**Study material**

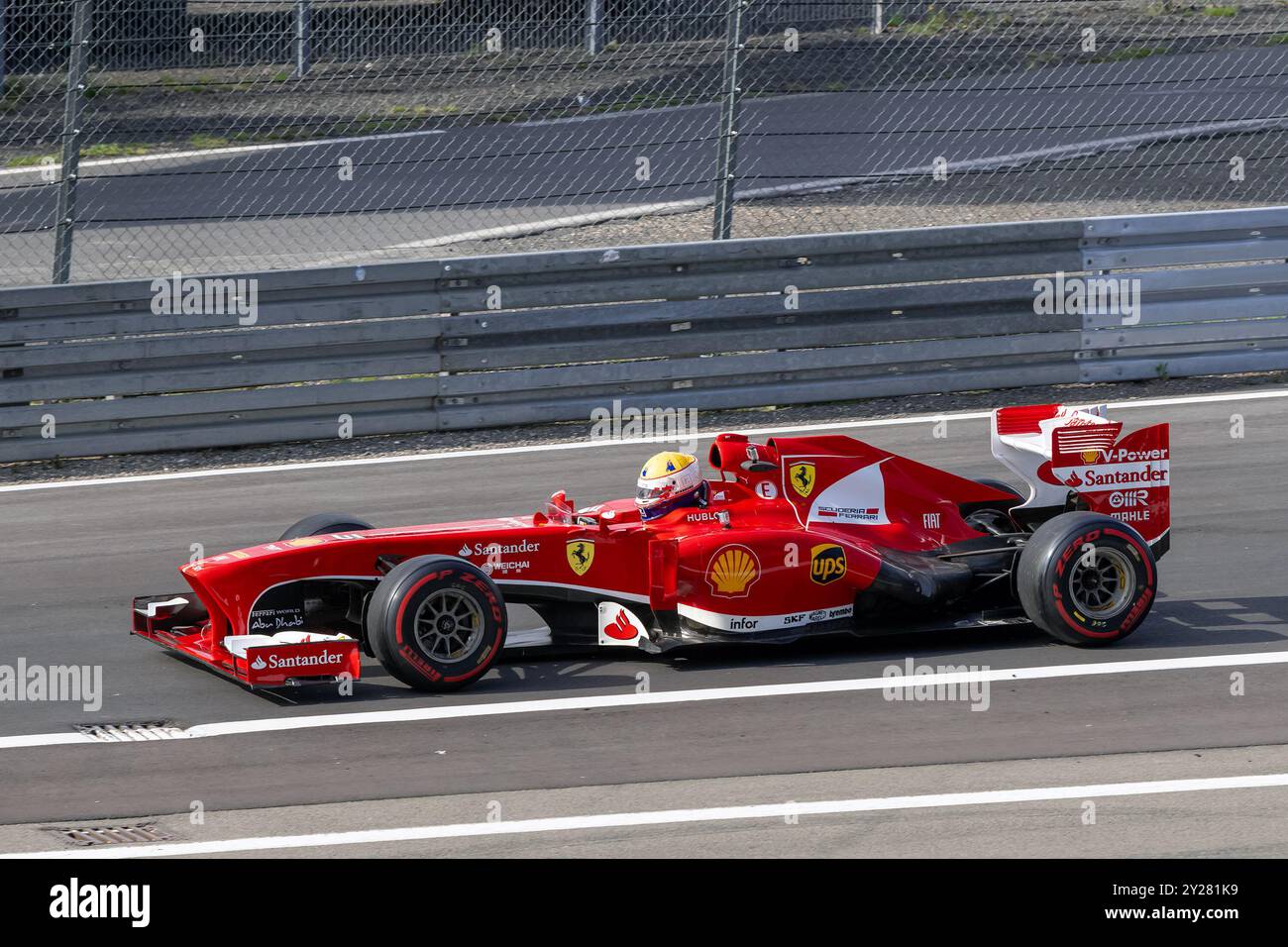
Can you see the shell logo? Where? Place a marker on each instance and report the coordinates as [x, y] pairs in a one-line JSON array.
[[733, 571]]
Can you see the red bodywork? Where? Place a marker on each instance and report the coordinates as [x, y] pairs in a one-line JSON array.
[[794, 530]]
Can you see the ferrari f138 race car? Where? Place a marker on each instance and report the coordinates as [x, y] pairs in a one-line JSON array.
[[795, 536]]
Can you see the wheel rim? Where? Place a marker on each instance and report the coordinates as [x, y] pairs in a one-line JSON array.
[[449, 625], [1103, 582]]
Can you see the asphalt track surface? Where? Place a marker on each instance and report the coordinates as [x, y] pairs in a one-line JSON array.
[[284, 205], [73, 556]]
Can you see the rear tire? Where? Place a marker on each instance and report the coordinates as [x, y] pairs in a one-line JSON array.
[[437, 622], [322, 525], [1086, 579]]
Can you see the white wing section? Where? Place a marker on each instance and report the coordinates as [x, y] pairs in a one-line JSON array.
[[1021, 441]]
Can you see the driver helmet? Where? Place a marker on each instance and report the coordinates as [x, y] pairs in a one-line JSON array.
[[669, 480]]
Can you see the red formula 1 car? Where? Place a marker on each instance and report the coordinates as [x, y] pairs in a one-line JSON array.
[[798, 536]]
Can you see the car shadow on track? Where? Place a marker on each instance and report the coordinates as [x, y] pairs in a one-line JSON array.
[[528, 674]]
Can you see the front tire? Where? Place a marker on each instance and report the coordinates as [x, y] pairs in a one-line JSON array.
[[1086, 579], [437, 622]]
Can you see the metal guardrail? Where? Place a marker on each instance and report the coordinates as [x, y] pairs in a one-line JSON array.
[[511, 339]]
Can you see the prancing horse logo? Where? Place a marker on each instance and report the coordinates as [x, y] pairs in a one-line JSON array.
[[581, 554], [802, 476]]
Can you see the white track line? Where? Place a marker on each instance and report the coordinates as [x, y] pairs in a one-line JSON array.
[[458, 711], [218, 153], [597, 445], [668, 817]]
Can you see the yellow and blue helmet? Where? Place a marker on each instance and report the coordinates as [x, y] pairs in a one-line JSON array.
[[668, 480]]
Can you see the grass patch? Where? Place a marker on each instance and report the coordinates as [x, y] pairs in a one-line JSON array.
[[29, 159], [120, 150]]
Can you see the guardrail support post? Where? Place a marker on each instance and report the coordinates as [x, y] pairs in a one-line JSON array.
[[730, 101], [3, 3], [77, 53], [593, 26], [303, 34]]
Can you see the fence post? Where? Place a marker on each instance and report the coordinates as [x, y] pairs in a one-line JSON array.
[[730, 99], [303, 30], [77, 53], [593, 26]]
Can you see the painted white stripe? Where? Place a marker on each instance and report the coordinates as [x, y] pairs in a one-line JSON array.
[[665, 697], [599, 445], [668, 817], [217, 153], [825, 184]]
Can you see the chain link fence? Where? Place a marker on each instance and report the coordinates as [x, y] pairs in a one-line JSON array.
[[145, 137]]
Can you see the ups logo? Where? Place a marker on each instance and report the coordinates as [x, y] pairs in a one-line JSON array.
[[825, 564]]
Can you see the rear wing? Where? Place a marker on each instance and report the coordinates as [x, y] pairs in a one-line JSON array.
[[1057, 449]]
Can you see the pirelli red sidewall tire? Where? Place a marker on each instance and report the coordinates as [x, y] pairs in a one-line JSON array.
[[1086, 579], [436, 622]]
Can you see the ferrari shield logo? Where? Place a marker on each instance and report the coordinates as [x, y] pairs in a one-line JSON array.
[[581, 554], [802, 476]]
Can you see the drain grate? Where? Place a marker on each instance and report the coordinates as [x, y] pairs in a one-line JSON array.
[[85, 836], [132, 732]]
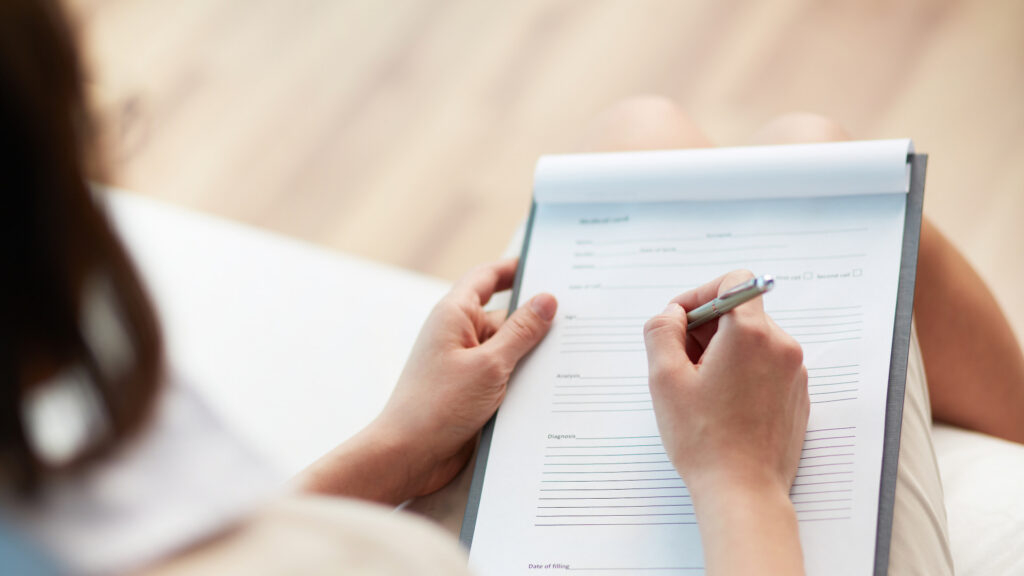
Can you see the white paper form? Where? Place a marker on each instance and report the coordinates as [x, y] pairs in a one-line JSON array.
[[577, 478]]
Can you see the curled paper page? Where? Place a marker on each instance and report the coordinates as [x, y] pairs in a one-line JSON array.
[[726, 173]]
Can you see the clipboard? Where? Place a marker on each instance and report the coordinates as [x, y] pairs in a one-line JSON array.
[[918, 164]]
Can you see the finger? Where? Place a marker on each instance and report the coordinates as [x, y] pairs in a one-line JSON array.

**Exercise**
Output the records exactly, please. The pictures are not part of the copy.

**Your response**
Can you see the shell logo? Where? Place a marker on each instance and report the coordinates as [x, y] pairs in a one-line JSON array.
[[733, 571]]
Can you see the red bodywork? Where? Place a marker on each instance and report the coordinates as [x, y] pairs in a one-line JSON array.
[[794, 530]]
Can you see the ferrari f138 race car? Where? Place a marker on each instance and report the coordinates as [x, y] pairs in a one-line JSON array.
[[795, 536]]
Can you see the wheel rim? Where? Place a marker on each instance and report the coordinates as [x, y] pairs in a one-line JSON array.
[[449, 625], [1103, 582]]
Can you see the asphalt track surface? Where? Place a marker on each instance and report the coordinates as [x, y] pairs in a one-line JSON array.
[[284, 205], [73, 556]]
Can you see the rear tire? Where? Place a marker on each instance and report the coordinates as [x, y] pairs in a one-line JSON array.
[[437, 622], [322, 525], [1086, 579]]
Can you see the white wing section? Where? Place a marker on each instance and report the coordinates as [x, y] pairs in a one-line JSON array.
[[1021, 441]]
Can you see the driver helmet? Where? Place a marker on each instance and report the coordinates as [x, y] pairs in a one-line JSON array.
[[669, 480]]
Can you see the red formula 1 car? Where? Place a marker on each instance and report the coordinates as [x, y] pairs in a one-line JSON array.
[[798, 536]]
Can you see the car shadow on track? Where? Place a marker on each instance and report the coordinates as [x, y] pairs in a one-line JSON array.
[[528, 674]]
Can you see the front tire? Where? Place a marker on each instance and report the coordinates as [x, y] pairs in a one-line JSON array.
[[1086, 579], [437, 622]]
Can you see the metal guardrail? Where? Place a marker on each instance and report the coordinates as [x, y] pairs in a one-line JSON array.
[[511, 339]]
Can you see the prancing horse logo? Where? Place a marker on each instance and report the coordinates as [x, y] pairs in a one-line JSON array.
[[581, 554], [802, 476]]
Can you see the white track line? Where? Place a marker on each instance and report the coordinates as [x, y] pairs in a one-line JSON array.
[[458, 711], [218, 153], [597, 445], [668, 817]]
Can you see the yellow and blue helmet? Where? Place a marker on each instance and report the coordinates as [x, y] pairs in a one-line JSON array.
[[668, 480]]
Can you see the grass patch? Where? Place a marker on each instance and report the coordinates as [x, y] pairs in a one-line JSON array.
[[29, 159], [120, 150]]
Can you see the guardrail support post? Where? Place a marker on each instance and report the coordinates as [x, y] pairs in a one-line JSON array.
[[730, 101], [3, 3], [77, 53], [593, 26], [303, 34]]
Can you see the fence post? Where? Place a marker on each instance and report the coordinates as [x, y] pairs in a one-line JSON array.
[[730, 99], [303, 30], [77, 53], [593, 26]]
Can you see the painted white stripe? Where? Place a marker on each instance and report the coordinates as [x, y] pairs in a one-line JSON array.
[[665, 697], [599, 445], [668, 817], [217, 153], [825, 184]]
Can you see the chain link fence? Where? Place a marker on each instance and report the coordinates as [x, y] pairs in a one-line JSON array.
[[145, 137]]
Can you see the ups logo? Where? Place a marker on each instance and report the coordinates as [x, y] pairs in a one-line JSON array.
[[825, 564]]
Can you see the rear wing? Where? Place a marker on each instance and report the coordinates as [x, y] pairs in a one-line JSON array.
[[1057, 449]]
Can you see the pirelli red sidewall tire? Where? Place a marker on each instance and report the coordinates as [x, y] pairs in a one-line JSON array.
[[1086, 579], [436, 622]]
Can you see the ferrari shield logo? Where? Place a marker on each instance and report the coordinates as [x, y] pairs in a one-line JSON array.
[[581, 554], [802, 476]]
Can you see the drain grate? Where? Place a marker on each instance and report the coordinates as [x, y] pairs in a one-line JSON array.
[[85, 836], [132, 732]]
Can you see the white paper form? Where? Place a marker on each instance and report the coordinates as [x, y] pairs in a one-line JSON array.
[[577, 478]]
Can you see the curled paper page? Where? Place a marker on each instance and report the coordinates as [x, y] pairs in a one-line JSON array.
[[726, 173]]
Can you see the clipboard? Where? Place a marker on each instance and report the coordinates as [x, y] pairs in a one-line JSON array.
[[918, 164]]
Can you see the finger? Where? Place a marker on each instance and report the coordinates as [x, y] pairs in a one-line JSON array.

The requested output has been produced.